-- START OF PASSAGE --
Volunteer, Ula Bertin, works there and said: "We have had a high increase in callers. Three times as many as before.
"Often women seeking help were already in the process of arranging an abortion in Poland and now no one wants to do it. So they're mentally exhausted, traumatised.
"They're punished twice because the child they were awaiting has turned out to be sick and may not survive, but they're being forced to deliver. It's emotional torture," she added.
Other organisations are also reporting a similar increase in calls for help.
Abortion Without Borders (AWB), a multinational coalition, said that since the court ruling it has helped 40 women travel abroad for an abortion - already more than double its monthly average.
AWB's Mara Clarke said the sudden increase in calls from Polish women was also because protesters were chanting the name of the organisation and its phone number at the mass nationwide demonstrations that have been taking place for days against the law.
But others believe the court ruling was the right decision.
A spokesman for Right To Life UK said: "It protects the rights of people with disabilities.
"Previously they were discriminated against. It was not legal to terminate children in most instances but you could terminate children because they had a disability, which I think is fundamentally unfair and unjust.
"I think although it's [the ruling in Poland] got a negative backlash that was fundamentally the right decision and people with disabilities across Poland and the world are very, very pleased with this decision because it validates them as worthwhile members of society."
-- END OF PASSAGE --
-- START OF RAW RECORDS --
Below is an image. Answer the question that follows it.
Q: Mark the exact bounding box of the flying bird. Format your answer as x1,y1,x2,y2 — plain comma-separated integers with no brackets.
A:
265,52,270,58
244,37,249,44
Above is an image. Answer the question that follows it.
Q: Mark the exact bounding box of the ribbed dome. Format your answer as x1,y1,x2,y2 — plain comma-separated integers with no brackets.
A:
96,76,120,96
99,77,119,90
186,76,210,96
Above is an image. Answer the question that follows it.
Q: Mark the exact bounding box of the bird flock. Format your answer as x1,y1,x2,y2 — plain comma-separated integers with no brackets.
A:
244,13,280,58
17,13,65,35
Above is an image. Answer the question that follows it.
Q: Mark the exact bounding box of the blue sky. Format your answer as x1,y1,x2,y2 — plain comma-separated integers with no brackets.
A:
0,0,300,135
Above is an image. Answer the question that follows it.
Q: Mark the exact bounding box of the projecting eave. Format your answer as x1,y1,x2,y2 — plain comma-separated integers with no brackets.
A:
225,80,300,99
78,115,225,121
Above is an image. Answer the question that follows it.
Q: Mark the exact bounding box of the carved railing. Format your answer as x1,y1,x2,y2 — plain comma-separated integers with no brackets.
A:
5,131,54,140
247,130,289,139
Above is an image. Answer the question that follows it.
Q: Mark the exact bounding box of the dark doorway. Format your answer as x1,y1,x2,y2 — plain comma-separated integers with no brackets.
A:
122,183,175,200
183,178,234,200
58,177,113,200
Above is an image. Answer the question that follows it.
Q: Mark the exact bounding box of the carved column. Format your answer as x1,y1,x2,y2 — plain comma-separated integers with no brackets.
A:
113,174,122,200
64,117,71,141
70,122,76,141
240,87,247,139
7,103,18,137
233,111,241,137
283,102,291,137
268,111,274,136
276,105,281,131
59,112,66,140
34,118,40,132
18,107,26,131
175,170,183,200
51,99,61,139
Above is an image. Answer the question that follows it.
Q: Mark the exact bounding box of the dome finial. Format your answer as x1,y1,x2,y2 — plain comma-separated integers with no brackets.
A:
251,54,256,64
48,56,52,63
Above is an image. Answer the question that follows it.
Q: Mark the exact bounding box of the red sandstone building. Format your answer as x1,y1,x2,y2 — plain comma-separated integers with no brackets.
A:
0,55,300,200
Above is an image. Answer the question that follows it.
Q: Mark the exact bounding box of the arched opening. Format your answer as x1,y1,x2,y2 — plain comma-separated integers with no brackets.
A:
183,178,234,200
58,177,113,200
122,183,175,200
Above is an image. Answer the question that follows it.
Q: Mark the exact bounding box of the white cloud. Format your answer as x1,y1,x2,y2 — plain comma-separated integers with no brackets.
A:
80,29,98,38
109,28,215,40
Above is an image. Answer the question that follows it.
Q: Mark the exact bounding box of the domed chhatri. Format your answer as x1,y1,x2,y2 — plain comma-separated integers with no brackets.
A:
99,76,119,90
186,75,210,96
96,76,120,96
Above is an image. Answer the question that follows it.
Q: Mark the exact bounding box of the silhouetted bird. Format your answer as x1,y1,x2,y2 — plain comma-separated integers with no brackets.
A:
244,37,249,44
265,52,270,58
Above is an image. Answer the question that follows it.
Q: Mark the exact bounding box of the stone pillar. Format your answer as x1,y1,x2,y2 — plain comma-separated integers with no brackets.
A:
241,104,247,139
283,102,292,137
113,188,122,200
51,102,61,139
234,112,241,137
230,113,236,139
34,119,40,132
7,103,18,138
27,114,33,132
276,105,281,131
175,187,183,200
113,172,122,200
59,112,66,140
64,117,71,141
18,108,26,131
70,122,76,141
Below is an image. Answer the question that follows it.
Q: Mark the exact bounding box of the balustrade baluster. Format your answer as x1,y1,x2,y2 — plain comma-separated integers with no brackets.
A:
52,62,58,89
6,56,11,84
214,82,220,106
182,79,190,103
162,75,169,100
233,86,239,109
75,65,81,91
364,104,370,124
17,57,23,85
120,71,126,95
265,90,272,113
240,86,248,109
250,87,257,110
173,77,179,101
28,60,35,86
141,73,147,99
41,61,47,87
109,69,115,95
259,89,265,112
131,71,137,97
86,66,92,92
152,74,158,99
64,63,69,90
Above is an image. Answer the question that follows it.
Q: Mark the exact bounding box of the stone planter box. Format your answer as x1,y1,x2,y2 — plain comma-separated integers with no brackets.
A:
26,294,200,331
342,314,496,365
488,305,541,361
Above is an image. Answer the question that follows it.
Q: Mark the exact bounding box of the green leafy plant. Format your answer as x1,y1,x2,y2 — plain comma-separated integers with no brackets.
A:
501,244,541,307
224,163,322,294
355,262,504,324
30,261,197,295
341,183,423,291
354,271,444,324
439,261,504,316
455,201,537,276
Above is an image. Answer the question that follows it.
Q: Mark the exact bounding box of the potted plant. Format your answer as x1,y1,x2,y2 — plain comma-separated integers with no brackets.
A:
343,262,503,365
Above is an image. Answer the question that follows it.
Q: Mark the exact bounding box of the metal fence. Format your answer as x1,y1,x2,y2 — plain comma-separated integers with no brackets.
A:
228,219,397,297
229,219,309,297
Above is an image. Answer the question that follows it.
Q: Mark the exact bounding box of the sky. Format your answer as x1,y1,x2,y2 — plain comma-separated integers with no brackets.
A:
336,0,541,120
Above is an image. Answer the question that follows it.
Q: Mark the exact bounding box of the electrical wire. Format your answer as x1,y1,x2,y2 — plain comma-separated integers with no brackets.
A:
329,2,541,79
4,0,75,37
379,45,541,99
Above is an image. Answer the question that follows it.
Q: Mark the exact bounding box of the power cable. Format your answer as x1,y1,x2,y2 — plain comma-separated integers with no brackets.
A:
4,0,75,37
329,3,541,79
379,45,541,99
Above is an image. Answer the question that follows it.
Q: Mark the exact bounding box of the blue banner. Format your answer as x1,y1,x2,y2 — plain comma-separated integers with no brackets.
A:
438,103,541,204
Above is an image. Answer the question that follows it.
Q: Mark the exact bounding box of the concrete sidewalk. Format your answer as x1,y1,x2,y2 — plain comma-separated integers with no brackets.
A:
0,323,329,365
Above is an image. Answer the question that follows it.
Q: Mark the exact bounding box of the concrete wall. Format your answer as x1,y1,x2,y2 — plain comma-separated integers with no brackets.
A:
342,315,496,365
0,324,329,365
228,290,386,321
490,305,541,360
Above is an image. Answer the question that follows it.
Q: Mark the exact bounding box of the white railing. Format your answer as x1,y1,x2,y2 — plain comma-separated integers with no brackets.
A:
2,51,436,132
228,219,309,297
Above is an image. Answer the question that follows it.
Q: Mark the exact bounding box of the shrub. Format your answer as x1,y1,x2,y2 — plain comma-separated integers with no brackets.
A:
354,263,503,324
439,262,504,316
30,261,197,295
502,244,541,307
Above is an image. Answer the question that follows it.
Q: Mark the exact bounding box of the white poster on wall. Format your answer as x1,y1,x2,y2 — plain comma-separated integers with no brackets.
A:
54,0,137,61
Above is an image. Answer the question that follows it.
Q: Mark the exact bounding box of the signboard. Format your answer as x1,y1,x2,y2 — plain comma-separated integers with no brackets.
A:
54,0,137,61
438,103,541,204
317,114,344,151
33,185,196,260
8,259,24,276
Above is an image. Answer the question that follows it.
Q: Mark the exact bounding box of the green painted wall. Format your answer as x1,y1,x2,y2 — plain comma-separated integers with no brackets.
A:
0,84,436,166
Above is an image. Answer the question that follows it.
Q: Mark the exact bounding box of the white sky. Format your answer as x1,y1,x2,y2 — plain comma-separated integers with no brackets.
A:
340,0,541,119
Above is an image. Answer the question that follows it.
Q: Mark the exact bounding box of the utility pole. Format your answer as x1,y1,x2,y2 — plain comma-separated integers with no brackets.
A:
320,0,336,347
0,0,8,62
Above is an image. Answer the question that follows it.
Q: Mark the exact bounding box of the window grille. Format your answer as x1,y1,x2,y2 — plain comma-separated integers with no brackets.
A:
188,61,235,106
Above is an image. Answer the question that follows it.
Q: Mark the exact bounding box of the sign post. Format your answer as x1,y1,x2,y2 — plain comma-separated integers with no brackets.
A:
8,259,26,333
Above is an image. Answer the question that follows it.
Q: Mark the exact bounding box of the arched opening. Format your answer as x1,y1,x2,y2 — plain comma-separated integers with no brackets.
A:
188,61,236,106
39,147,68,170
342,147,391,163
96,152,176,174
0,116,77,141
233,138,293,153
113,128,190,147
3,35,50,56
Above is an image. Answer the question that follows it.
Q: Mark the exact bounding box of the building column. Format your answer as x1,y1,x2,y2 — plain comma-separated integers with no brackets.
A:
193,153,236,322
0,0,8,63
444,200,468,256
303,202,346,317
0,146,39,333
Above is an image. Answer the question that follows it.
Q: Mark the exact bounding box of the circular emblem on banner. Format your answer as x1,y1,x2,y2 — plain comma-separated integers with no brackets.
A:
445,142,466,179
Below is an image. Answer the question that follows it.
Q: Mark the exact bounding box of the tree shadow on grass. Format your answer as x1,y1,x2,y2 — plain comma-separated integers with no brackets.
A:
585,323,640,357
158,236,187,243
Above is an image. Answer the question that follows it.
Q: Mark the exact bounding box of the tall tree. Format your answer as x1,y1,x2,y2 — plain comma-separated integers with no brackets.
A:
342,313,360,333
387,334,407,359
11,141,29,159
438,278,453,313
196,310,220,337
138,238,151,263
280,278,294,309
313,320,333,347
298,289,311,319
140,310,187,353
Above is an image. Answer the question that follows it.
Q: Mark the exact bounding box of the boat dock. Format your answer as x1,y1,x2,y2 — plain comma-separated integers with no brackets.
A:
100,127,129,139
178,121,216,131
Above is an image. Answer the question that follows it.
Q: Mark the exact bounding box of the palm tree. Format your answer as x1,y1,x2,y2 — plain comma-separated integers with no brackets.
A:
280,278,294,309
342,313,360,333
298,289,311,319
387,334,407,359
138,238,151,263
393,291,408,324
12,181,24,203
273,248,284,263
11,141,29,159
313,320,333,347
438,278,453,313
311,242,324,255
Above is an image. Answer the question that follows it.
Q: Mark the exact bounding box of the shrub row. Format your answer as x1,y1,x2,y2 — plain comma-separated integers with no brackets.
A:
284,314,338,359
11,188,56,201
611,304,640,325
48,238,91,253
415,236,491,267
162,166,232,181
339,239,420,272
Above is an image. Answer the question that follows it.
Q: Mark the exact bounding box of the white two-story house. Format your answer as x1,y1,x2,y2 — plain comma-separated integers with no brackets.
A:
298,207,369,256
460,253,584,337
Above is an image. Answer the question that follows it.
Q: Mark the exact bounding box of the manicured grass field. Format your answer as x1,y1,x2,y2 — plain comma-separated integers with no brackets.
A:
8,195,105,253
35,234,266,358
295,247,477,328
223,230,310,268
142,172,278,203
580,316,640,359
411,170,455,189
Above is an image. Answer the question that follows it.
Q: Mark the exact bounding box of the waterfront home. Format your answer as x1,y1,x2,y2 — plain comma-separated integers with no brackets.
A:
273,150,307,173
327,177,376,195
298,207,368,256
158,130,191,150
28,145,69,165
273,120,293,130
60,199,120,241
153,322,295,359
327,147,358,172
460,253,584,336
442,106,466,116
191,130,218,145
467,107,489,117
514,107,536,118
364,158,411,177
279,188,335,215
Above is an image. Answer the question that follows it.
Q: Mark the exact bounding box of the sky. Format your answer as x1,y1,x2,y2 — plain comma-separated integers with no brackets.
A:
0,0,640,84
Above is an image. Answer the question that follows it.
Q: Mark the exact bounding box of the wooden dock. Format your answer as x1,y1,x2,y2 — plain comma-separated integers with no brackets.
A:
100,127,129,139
-- END OF RAW RECORDS --
:: THINGS TO DO ::
1. List every figure the passage on the Polish abortion ruling uses to describe the rise in demand for help.
2. In the passage on the Polish abortion ruling, reproduce the text starting at "Abortion Without Borders" and ending at "unfair and unjust.".
3. According to the passage on the Polish abortion ruling, what did Mara Clarke say was one reason for the sudden increase in calls from Polish women?

:: ANSWERS FOR THE EXERCISE ::
1.
- Three times as many callers as before
- 40 women helped to travel abroad for an abortion
- More than double the monthly average

2.
Abortion Without Borders (AWB), a multinational coalition, said that since the court ruling it has helped 40 women travel abroad for an abortion - already more than double its monthly average.
AWB's Mara Clarke said the sudden increase in calls from Polish women was also because protesters were chanting the name of the organisation and its phone number at the mass nationwide demonstrations that have been taking place for days against the law.
But others believe the court ruling was the right decision.
A spokesman for Right To Life UK said: "It protects the rights of people with disabilities.
"Previously they were discriminated against. It was not legal to terminate children in most instances but you could terminate children because they had a disability, which I think is fundamentally unfair and unjust.

3. Protesters were chanting the organization's name and phone number at the nationwide demonstrations against the law.